— start of Given data —
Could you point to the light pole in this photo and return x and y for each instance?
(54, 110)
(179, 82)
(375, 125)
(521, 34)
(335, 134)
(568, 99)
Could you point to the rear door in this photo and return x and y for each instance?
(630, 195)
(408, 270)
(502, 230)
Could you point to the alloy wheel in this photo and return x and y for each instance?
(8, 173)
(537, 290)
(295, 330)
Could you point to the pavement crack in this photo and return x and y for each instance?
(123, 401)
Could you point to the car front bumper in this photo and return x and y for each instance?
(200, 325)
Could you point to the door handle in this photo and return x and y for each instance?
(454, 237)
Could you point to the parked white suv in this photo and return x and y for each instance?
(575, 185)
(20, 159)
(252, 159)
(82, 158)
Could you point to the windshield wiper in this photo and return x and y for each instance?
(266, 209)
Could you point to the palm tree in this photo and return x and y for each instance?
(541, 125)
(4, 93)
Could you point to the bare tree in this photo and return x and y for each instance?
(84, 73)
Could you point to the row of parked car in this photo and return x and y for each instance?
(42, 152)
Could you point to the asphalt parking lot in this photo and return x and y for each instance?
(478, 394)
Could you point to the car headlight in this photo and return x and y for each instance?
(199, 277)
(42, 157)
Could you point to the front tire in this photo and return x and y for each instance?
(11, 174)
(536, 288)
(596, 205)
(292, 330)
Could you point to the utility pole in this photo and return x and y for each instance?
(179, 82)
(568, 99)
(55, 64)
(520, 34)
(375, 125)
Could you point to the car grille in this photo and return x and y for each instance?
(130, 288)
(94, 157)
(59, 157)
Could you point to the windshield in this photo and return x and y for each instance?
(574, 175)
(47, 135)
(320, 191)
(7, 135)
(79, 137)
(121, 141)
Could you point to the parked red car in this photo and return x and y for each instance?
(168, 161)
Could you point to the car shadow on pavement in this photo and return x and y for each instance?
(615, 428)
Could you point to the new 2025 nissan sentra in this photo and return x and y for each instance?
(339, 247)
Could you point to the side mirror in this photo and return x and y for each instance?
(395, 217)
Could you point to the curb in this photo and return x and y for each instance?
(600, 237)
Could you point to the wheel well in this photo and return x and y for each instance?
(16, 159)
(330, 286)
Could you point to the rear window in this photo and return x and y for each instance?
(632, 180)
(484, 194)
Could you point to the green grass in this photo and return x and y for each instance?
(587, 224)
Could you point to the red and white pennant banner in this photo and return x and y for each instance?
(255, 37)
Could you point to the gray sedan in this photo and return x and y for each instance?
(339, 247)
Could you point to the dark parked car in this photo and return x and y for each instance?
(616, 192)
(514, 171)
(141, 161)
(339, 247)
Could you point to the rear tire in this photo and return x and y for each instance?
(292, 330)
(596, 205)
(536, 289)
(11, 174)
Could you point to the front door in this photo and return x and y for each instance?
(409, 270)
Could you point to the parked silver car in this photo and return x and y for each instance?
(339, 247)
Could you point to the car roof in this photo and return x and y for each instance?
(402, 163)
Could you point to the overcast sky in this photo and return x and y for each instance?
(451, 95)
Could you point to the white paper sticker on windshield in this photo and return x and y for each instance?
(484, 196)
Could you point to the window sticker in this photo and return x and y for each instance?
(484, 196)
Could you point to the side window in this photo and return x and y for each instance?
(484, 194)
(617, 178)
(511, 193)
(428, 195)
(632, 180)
— end of Given data —
Present every line of the records above as a numbered list, leaving out any blank lines.

Full response:
1. Could you point to the light pole in this photo and return x and y for each instance?
2. (54, 110)
3. (179, 82)
4. (375, 125)
5. (521, 34)
6. (335, 134)
7. (568, 99)
8. Could you point to the rear door in this photo and return x and y for each instance?
9. (630, 195)
10. (408, 270)
11. (502, 230)
12. Could you point to the alloy wheel in this photo and return x and y for each instance?
13. (8, 173)
14. (537, 290)
15. (295, 330)
16. Could you point to the pavement crack in this photo and return x and y for each instance?
17. (123, 401)
18. Could you point to the car front bumper in this photo and return x and y for each instance?
19. (200, 325)
20. Could you point to the door handle in this photo and return x and y for each instance?
21. (454, 237)
22. Could you point to the parked white suv in this photo and return x and y for each instance?
23. (575, 185)
24. (20, 159)
25. (252, 159)
26. (82, 158)
27. Could you point to the windshield wiper in this photo and return x and y for each instance?
28. (266, 209)
29. Could you point to the palm tree in this photo and return x and y for each instance?
30. (541, 125)
31. (4, 93)
32. Could you point to the bare tree in this photo and return x and y for each instance?
33. (84, 73)
34. Could you point to the row of parked car in this photo and return x and y for each instance?
35. (42, 152)
36. Could you point to the asphalt parking lot in this photo and return x and y for each instance?
37. (478, 394)
38. Could you point to the car headlight in this photo and return x and y for each instance?
39. (199, 277)
40. (42, 157)
41. Could you point to the front tire in this photo and return x and y for each instance?
42. (11, 174)
43. (536, 288)
44. (596, 205)
45. (292, 330)
46. Could you point to the utility pole in this photo and return x and y for each instance?
47. (179, 82)
48. (568, 99)
49. (55, 64)
50. (520, 34)
51. (375, 125)
52. Could you point to the car grille in this photo and return x and y for each instance?
53. (130, 288)
54. (94, 157)
55. (59, 157)
56. Could you point to the windshield in this photo and return x and y for each instance?
57. (574, 175)
58. (47, 135)
59. (320, 191)
60. (7, 135)
61. (79, 137)
62. (121, 141)
63. Could you point to the parked red car in this photo and return x and y for each instance?
64. (168, 161)
65. Could you point to the car shadow on pavement in this photo and return x and y for each instance?
66. (615, 428)
67. Could you point to the new 2025 nissan sentra in this photo and return x and y for each instance?
68. (339, 247)
69. Could you point to the side mirror in this photo and return x and y for each instance?
70. (395, 217)
71. Could you point to the curb in this photo and return x and y for each instance?
72. (600, 237)
73. Could you point to the wheel well in this photo and return x and y for each instance?
74. (16, 159)
75. (330, 286)
76. Could you point to the rear window in this photo and return x and y for each instance?
77. (632, 180)
78. (484, 194)
79. Could you point to the green grass in this photo and return x and y for each instance?
80. (587, 224)
81. Could you point to the red and white pennant banner in this photo and return x and y for each instance?
82. (255, 37)
83. Could you point to the gray sedan in this photo and return x and y for each instance?
84. (339, 247)
85. Could you point to the dark parked car in this photo and return x and y for each instance?
86. (616, 192)
87. (514, 171)
88. (141, 161)
89. (339, 247)
90. Could you point to the rear tire in this photo and return x and y for each instance?
91. (292, 330)
92. (596, 205)
93. (536, 289)
94. (11, 174)
95. Could you point to the front door in this photo and return x and y for each instance?
96. (409, 270)
97. Could you point to the parked silver car in this photo and return x and y for each instance?
98. (339, 247)
99. Could you point to the car roof in this photo and return x and y for each instance?
100. (402, 163)
101. Could you point to the overcast sky in this photo and return x and y for each instance?
102. (451, 95)
103. Could you point to the white paper sticker on windshield in this photo and return x and y for each instance?
104. (484, 196)
105. Could you point to the window sticker in this photo and return x and y for each instance?
106. (484, 196)
107. Could you point to the side window in this photo and return x and y for each instance?
108. (484, 194)
109. (617, 178)
110. (511, 193)
111. (428, 195)
112. (632, 180)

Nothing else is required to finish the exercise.